Return every line below as is, leaving out the pictures.

#### Data for this task ####

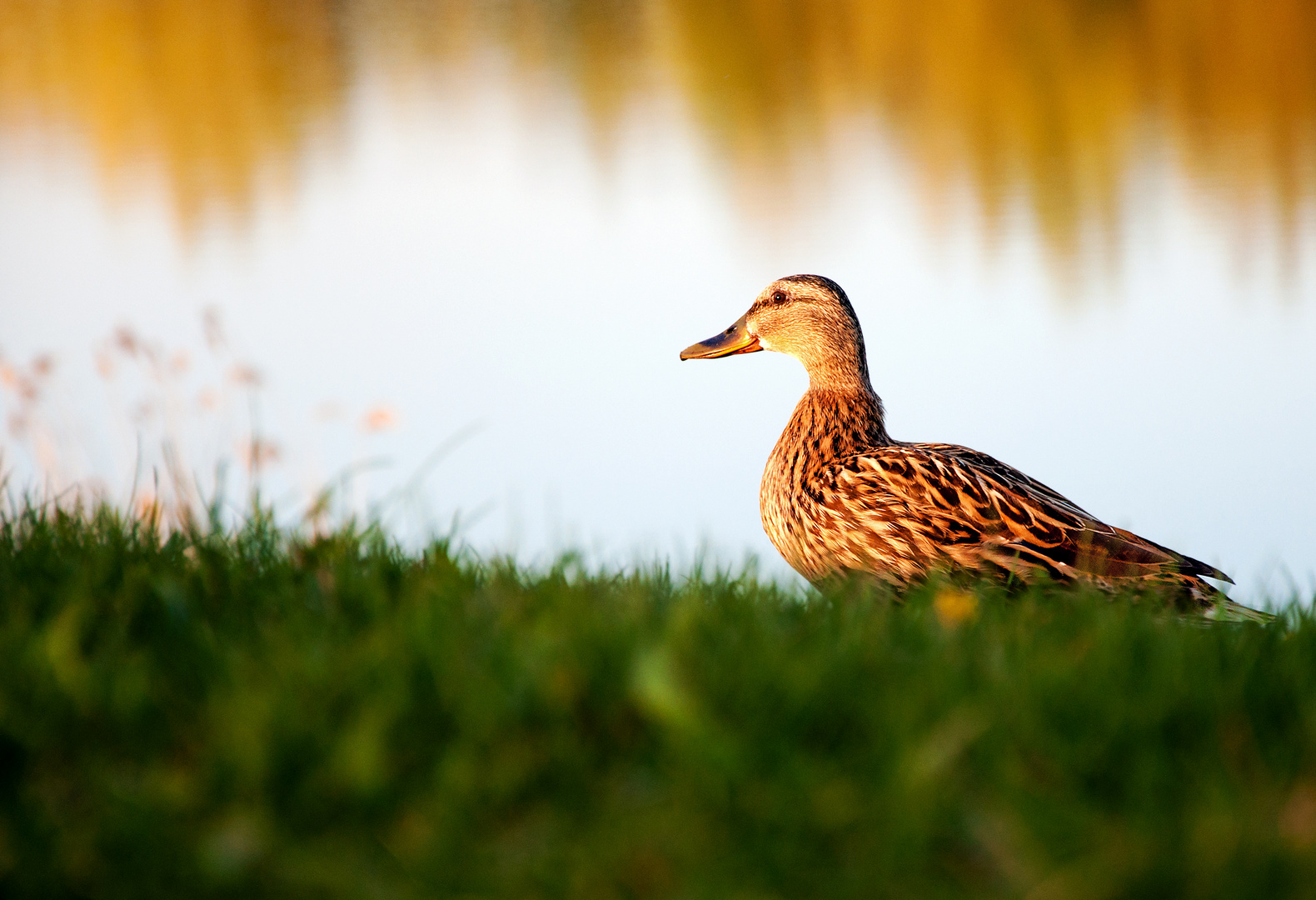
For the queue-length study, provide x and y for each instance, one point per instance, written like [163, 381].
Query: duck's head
[803, 316]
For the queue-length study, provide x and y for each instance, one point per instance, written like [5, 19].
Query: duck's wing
[974, 509]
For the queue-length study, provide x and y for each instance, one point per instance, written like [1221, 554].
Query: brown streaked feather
[902, 509]
[840, 497]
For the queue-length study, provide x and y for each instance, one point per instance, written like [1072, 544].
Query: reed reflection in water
[1054, 99]
[513, 213]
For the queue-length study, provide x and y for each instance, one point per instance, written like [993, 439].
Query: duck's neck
[837, 422]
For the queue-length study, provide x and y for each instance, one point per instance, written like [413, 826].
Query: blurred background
[432, 261]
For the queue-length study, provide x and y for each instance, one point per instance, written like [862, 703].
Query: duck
[840, 498]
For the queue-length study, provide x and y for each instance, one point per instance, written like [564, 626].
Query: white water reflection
[460, 268]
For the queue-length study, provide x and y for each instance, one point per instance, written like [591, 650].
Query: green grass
[258, 715]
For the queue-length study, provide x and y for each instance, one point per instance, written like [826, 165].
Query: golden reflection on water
[1052, 99]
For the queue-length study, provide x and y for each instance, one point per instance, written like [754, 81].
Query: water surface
[1079, 238]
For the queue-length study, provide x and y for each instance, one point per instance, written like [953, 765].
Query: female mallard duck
[840, 497]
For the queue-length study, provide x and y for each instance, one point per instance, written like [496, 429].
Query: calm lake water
[442, 256]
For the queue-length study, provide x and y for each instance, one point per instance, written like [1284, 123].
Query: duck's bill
[730, 342]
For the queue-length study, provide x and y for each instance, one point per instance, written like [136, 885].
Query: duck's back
[840, 497]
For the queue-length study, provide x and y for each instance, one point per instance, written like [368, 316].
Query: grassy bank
[260, 716]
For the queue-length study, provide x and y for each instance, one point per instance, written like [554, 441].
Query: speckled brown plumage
[840, 497]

####

### Full solution
For the queue-length study, provide x and y for each instance, one point per instance, written like [163, 381].
Query: duck's head
[803, 316]
For the queue-length study, provide x and y for each instance, one point per instance, written like [5, 19].
Query: duck's wing
[974, 509]
For the queue-length study, provide x and y for each instance, one point per instance, written like [1221, 554].
Query: brown streaked feather
[902, 509]
[840, 497]
For the queue-length study, provide x and y for each instance, one point per instance, written like [1072, 544].
Query: reed reflection in water
[1054, 99]
[513, 213]
For the queue-length study, provide x and y for each instance, one point per instance, written like [993, 439].
Query: duck's neck
[837, 422]
For the queue-length study, provide x and y for each instance, one point per instance, written like [413, 826].
Query: blurred background
[432, 261]
For the queue-length study, provide x and y for each instance, one point per instance, written like [862, 703].
Query: duck
[840, 498]
For the queue-length study, provide x and y for each instance, one point per instance, written like [564, 626].
Query: white water reflection
[460, 268]
For the queue-length study, provide x and y for each instance, one point per instance, written like [591, 650].
Query: green grass
[258, 715]
For the queue-length study, provide x and y for each instance, one point per instance, written like [826, 165].
Query: golden reflection on water
[1052, 99]
For the queue-length study, provide x and y for each instance, one point per instance, written like [754, 81].
Query: water surface
[1079, 238]
For the queue-length study, provide x and y for each instance, one point per instance, written like [953, 765].
Query: female mallard duck
[840, 497]
For the queue-length study, provide x and y for each instance, one point per instance, written like [496, 429].
Query: calm lake water
[442, 256]
For the queue-length study, provide x and y for each instance, one point per instance, written like [1284, 123].
Query: duck's bill
[730, 342]
For the queue-length study, provide x and y for each instance, one point per instance, written like [136, 885].
Query: duck's back
[840, 497]
For the queue-length study, provide x and y for each instance, one point per instance, written like [368, 316].
Query: grassy bank
[260, 716]
For the queue-length study, provide x and y for each instance, one point per instance, written like [554, 441].
Query: speckled brown plumage
[840, 497]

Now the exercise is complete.